WORK ITEM:
The records that follow must be repeated exactly, line by line.

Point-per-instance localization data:
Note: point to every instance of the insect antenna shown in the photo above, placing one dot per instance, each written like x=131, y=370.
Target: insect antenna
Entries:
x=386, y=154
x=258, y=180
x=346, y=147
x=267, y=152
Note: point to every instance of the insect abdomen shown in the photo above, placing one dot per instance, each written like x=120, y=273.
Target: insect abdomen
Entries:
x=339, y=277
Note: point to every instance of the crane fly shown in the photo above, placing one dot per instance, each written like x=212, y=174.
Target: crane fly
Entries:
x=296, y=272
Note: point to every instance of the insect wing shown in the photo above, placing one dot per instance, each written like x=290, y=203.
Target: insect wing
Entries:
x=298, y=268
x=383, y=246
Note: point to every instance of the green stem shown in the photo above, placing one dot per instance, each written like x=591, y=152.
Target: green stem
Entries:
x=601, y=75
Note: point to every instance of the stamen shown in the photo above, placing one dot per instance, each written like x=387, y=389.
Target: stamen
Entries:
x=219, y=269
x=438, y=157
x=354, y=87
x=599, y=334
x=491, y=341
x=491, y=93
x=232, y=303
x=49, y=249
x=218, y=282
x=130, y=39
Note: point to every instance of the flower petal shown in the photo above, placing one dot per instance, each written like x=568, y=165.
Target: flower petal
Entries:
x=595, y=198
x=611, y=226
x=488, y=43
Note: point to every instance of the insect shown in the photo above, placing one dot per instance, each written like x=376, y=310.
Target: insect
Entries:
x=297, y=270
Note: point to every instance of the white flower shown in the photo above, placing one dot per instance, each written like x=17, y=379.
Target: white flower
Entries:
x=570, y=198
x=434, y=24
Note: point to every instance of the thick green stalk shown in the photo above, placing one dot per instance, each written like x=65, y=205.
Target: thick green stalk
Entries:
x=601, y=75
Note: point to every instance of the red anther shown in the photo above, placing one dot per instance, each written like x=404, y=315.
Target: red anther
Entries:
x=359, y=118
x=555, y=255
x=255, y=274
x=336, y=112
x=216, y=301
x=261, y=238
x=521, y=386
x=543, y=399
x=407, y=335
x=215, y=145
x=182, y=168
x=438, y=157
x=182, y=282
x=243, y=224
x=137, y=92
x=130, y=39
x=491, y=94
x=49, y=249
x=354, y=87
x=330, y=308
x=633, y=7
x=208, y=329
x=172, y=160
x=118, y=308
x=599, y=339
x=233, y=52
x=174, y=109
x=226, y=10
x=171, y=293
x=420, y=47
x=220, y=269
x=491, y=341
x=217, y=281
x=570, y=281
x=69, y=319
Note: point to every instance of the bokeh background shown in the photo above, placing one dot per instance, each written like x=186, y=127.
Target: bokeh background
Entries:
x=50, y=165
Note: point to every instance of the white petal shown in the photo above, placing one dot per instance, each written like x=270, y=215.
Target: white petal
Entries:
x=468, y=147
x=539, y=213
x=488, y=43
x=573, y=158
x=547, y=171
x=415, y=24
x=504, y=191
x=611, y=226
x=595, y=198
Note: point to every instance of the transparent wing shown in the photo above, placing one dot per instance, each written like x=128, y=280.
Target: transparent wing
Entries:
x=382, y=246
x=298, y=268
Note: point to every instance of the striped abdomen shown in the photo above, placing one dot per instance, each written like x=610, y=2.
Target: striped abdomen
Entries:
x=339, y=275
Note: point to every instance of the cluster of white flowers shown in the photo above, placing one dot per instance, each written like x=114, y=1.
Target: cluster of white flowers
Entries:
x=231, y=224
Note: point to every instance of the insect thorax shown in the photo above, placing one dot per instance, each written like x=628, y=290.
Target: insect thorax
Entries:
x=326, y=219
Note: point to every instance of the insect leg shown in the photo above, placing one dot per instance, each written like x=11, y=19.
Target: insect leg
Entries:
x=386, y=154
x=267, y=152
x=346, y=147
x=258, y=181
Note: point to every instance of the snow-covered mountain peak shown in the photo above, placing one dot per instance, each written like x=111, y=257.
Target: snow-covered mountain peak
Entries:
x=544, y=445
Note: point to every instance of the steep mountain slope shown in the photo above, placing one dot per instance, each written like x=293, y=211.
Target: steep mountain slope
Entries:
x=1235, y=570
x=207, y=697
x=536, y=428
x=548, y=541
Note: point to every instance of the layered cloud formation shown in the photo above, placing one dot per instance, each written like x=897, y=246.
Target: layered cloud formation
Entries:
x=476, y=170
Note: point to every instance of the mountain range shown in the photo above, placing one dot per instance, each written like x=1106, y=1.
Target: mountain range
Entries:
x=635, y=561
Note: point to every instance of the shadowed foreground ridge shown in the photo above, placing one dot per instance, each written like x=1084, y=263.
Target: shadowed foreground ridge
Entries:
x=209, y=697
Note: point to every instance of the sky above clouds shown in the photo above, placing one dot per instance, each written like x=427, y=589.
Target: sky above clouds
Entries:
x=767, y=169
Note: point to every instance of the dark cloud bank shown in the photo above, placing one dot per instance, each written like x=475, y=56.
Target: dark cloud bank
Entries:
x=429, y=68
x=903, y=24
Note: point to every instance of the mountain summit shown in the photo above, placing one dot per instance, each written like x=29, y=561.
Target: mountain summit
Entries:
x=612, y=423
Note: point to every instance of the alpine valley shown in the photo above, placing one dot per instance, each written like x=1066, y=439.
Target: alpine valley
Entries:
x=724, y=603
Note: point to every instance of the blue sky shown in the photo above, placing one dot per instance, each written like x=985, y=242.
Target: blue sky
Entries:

PROBLEM SOLUTION:
Note: point to every instance of the insect antenna shown in the photo above, placing one dot per instance, each written like x=131, y=370.
Target: insect antenna
Entries:
x=386, y=154
x=258, y=180
x=346, y=147
x=267, y=152
Note: point to every instance of the insect abdomen shown in the photo above, placing one dot per instance, each written like x=120, y=273.
Target: insect abdomen
Entries:
x=339, y=277
Note: point to every instance of the crane fly shown in the photo above, placing one dot per instance, each written like x=212, y=174.
Target: crane fly
Entries:
x=296, y=272
Note: point to every instance of the insect wing shown in the photo above, placing one dot per instance, each written like x=290, y=203.
Target: insect wing
Entries:
x=298, y=268
x=383, y=246
Note: point to every instance of the green stem shown in the photo above, placing one dot per instance, each written like x=591, y=152.
Target: green stem
Entries:
x=601, y=75
Note: point to every instance of the stamen shown in the photo above, placing one dot per instance, each written like x=387, y=389.
Target: stamen
Entries:
x=219, y=269
x=438, y=157
x=354, y=87
x=599, y=334
x=491, y=341
x=491, y=93
x=232, y=303
x=49, y=249
x=218, y=282
x=130, y=39
Note: point to every instance of the flower petal shown in the photo above, placing one dot per instance, each written like x=568, y=165.
Target: flower petal
Entries:
x=595, y=198
x=611, y=226
x=488, y=43
Note: point to every instance of the insect shown in the photo above, placing one dot per instance, each written like x=376, y=310.
Target: insect
Entries:
x=297, y=270
Note: point to every instance of the white flower shown in the photo above, placing one dot per instance, each written like x=17, y=379.
Target: white flower
Entries:
x=570, y=198
x=434, y=24
Note: point to every instance of the thick green stalk shown in the photo above, placing one dot per instance, each written like x=65, y=205.
Target: thick green stalk
Entries:
x=601, y=75
Note: point to every instance of the red anther shown in the photo above, placing one dot per instance, each written like x=404, y=315.
Target: red anther
Entries:
x=359, y=118
x=555, y=255
x=255, y=274
x=336, y=112
x=216, y=301
x=261, y=238
x=521, y=386
x=543, y=399
x=407, y=335
x=215, y=145
x=182, y=168
x=438, y=157
x=182, y=282
x=243, y=224
x=137, y=92
x=130, y=39
x=491, y=94
x=49, y=249
x=354, y=87
x=330, y=308
x=633, y=7
x=208, y=329
x=172, y=160
x=118, y=308
x=599, y=339
x=233, y=52
x=174, y=109
x=226, y=10
x=171, y=293
x=420, y=47
x=220, y=269
x=491, y=341
x=217, y=281
x=570, y=281
x=69, y=319
Note: point to every instance of the bokeh background shown in the photo above, placing one dot per instance, each written like x=186, y=127.
Target: bokeh background
Entries:
x=50, y=165
Note: point to every instance of the white petal shown in the photo above, placing one dot per instance, each written like x=270, y=215.
Target: white petal
Entries:
x=468, y=147
x=539, y=213
x=488, y=43
x=573, y=158
x=547, y=171
x=415, y=24
x=504, y=191
x=611, y=226
x=595, y=198
Note: point to every instance of the transparent wing shown in the photo above, placing one dot per instance, each written like x=128, y=280.
Target: transparent wing
Entries:
x=382, y=246
x=298, y=268
Note: point to every instance of the striped abdomen shown in the photo above, placing one dot per instance, each written like x=610, y=2.
Target: striped abdomen
Entries:
x=339, y=275
Note: point to every instance of the cluster of white flowers shown in the photo above, placing one dot per instance, each written like x=114, y=1.
Target: cluster of white flowers
Entries:
x=231, y=224
Note: point to every instance of the insect thorax shown in the photo above, placing one dot per instance, each written like x=628, y=290.
Target: insect thorax
Entries:
x=326, y=219
Note: point to every instance of the insect leg shown in the photo above, placing one dot per instance, each written like x=11, y=19.
Target: insect leg
Entries:
x=386, y=154
x=267, y=152
x=346, y=147
x=258, y=181
Note: point to every instance of the snow-covered mountain peak shown in the photo above, placing one dot per instance, each written like x=111, y=257.
Target: snow-covered mountain peak
Entries:
x=544, y=445
Note: point to every instance of the steep mountain slope shown in the photo above, placing one dot per instance, each written like x=293, y=211.
Target: steep mountain slope
Entries:
x=1235, y=570
x=207, y=697
x=536, y=428
x=548, y=541
Note: point to every instance of the layered cloud formation shown in the photo above, placing one dot per instance, each written like x=897, y=246.
Target: layered cloud formation
Entries:
x=476, y=170
Note: point to every instance of the mountain range shown in the photo above, placing one dot per instance, each written like x=1106, y=1.
Target: mountain range
Entries:
x=635, y=561
Note: point to every instance of the shadowed foreground ridge shown in the photo above, placing one dot per instance, each written like x=1084, y=263.
Target: shadowed foreground ridge
Entries:
x=209, y=697
Note: point to every instance of the sky above clouds shown in the photo above, placing one dot per instance, each written like x=427, y=589.
Target: sky above clouds
Entries:
x=767, y=169
Note: point to every instance of the dark cloud bank shown in the photo above, placing one dot per instance, each written like x=475, y=56.
Target: dark cloud bank
Entries:
x=429, y=68
x=903, y=24
Note: point to every instance of the mountain summit shown in the photo above, placing one dot per instance, each written like x=29, y=561.
Target: mountain summit
Entries:
x=612, y=423
Note: point to every instance of the alpine valley shown in the photo above, placing one dot per instance, each written like x=1066, y=439.
Target: alpine valley
Entries:
x=724, y=603
Note: point to every instance of the blue sky shown in the photo above, placing one dot per instance, each written like x=985, y=242.
Target: blue sky
Entries:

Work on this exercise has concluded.